§ EXERCISES TO COMPLETE:
1. In the forum excerpt, which two devices has the state agency agreed to buy for the person looking for work?
2. Reproduce the forum excerpt verbatim, everything from "This time out" down to "back to work.".

Thanks, Tank-builder.

 

Of late, I have been working with one of my state's agencies (the one which's tasked  with assisting the disabled to find employment) and surprisingly, they've been helpful.  I say surprisingly because in 2008 and 2009, they were more focused on getting me to watch a clientel-based testimonial video before they'd help me, and when I had  the guts to say that the wasted 50 minutes that I would watch the video would be better  spent working with a counselor finding a job, they informed me I had PTSD.

 

This time out though, they have agreed to buy me a iPad which  has a type to speak capability and a smartphone, and to  pay to upgrade my wardrobe and they've hired a resume-writing service to rewrite my  resume.  For the first time since 2008, I have real hope that I will go back to work.

  • Member since
    September 2012
Posted by GMorrison on Saturday, November 23, 2019 1:10 PM

Don Stauffer

My dream job was to be an astronaut (even though the term had not yet been invented).  My heros were Yeager, Everest, Kinchlowe, and X-plane pilots.  But other heros were the guys that built research rockets and spacecraft- Goddard, von Braun (I got to meet him one day) and JPL founders.  Air Force convinced me I could not fly an airplane well enough to be a test pilot so I left AF and decided to go into aerospace industry.  It was my second best dream job and I ended up loving it. If I had to do life over again I'd do the same thing.

Excerpts from point annotation data
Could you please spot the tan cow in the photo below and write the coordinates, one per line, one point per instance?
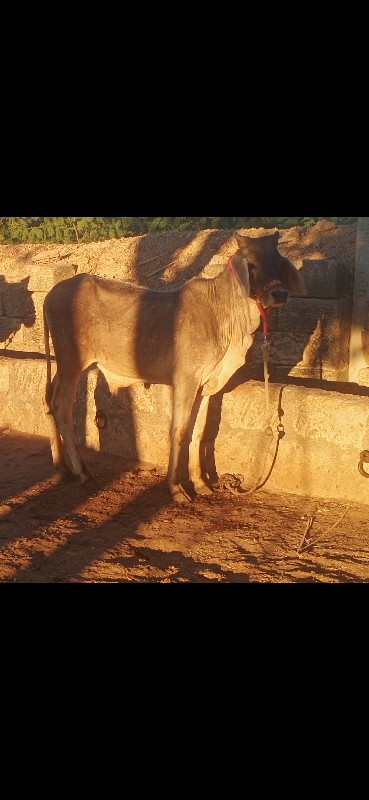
(192, 338)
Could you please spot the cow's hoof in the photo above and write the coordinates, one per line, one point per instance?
(181, 497)
(203, 490)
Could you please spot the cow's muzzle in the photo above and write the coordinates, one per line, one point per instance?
(273, 294)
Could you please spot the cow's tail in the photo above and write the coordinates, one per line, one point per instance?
(48, 392)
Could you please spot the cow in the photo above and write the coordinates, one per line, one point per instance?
(193, 338)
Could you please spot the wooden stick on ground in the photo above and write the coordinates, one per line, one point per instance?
(325, 532)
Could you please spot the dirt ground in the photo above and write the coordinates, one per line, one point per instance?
(122, 526)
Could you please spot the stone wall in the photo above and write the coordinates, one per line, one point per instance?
(311, 335)
(324, 432)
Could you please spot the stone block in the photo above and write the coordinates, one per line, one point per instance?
(44, 276)
(326, 278)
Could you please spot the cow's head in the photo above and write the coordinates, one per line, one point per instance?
(271, 277)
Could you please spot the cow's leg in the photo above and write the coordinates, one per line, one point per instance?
(184, 394)
(57, 451)
(199, 415)
(65, 388)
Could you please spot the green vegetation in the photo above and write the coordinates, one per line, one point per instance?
(47, 230)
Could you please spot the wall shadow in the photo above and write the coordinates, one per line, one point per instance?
(16, 308)
(180, 257)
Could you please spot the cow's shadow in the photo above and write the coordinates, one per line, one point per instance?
(16, 308)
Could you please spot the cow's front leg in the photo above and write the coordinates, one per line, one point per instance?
(198, 419)
(183, 400)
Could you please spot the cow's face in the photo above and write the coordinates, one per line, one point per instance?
(272, 276)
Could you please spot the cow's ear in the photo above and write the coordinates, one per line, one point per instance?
(291, 277)
(241, 240)
(241, 270)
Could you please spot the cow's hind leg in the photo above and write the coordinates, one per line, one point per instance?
(57, 450)
(61, 406)
(183, 400)
(199, 417)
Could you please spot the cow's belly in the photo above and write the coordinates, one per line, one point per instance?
(220, 375)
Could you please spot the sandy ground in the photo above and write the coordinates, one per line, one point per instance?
(123, 528)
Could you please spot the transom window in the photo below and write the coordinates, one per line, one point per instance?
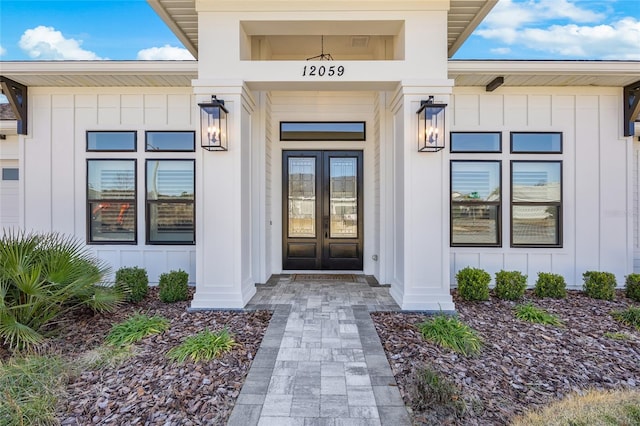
(322, 131)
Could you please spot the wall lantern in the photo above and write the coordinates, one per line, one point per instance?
(431, 126)
(213, 125)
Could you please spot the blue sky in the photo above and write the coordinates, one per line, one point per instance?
(130, 30)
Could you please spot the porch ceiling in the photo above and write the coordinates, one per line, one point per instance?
(181, 16)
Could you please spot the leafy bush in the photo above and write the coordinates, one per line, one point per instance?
(174, 286)
(473, 283)
(621, 407)
(629, 316)
(529, 312)
(30, 387)
(205, 345)
(510, 285)
(134, 282)
(449, 332)
(432, 391)
(136, 328)
(599, 285)
(632, 287)
(43, 276)
(550, 285)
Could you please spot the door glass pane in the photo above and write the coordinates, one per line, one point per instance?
(343, 197)
(302, 197)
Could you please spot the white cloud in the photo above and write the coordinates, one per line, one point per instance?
(165, 53)
(48, 43)
(501, 50)
(565, 31)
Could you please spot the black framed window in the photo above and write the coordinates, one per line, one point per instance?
(476, 196)
(111, 201)
(536, 142)
(170, 141)
(110, 141)
(476, 142)
(170, 201)
(323, 131)
(536, 203)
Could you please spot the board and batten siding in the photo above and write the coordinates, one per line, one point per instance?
(55, 163)
(636, 206)
(596, 191)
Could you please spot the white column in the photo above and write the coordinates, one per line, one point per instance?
(421, 206)
(224, 206)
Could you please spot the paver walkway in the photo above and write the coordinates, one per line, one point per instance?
(321, 361)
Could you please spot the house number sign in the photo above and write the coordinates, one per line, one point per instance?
(322, 71)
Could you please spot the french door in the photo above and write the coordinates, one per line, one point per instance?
(322, 210)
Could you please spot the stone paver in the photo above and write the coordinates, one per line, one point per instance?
(321, 361)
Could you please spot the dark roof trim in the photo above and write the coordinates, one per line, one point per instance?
(16, 93)
(631, 107)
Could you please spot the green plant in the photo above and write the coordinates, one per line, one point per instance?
(430, 390)
(620, 407)
(30, 387)
(43, 276)
(174, 286)
(136, 328)
(550, 285)
(134, 282)
(449, 332)
(473, 283)
(629, 316)
(599, 285)
(510, 285)
(529, 312)
(205, 345)
(632, 287)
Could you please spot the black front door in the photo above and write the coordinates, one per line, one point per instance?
(322, 210)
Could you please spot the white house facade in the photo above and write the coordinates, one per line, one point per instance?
(327, 165)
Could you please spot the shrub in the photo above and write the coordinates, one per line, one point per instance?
(136, 328)
(205, 345)
(632, 287)
(134, 282)
(592, 408)
(30, 388)
(599, 285)
(449, 332)
(432, 391)
(174, 286)
(529, 312)
(43, 276)
(550, 285)
(629, 316)
(510, 285)
(473, 283)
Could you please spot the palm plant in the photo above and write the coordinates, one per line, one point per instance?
(42, 276)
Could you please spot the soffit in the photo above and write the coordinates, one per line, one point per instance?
(181, 17)
(545, 73)
(101, 73)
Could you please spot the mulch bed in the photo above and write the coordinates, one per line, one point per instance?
(149, 388)
(522, 365)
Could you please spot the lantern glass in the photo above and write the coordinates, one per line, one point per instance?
(213, 125)
(431, 126)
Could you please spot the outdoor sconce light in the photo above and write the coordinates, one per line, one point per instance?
(431, 126)
(213, 125)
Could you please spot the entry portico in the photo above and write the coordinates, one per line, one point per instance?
(241, 208)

§ SET OF ANSWERS:
1. An iPad with type-to-speak capability and a smartphone.

2.
This time out though, they have agreed to buy me a iPad which  has a type to speak capability and a smartphone, and to  pay to upgrade my wardrobe and they've hired a resume-writing service to rewrite my  resume.  For the first time since 2008, I have real hope that I will go back to work.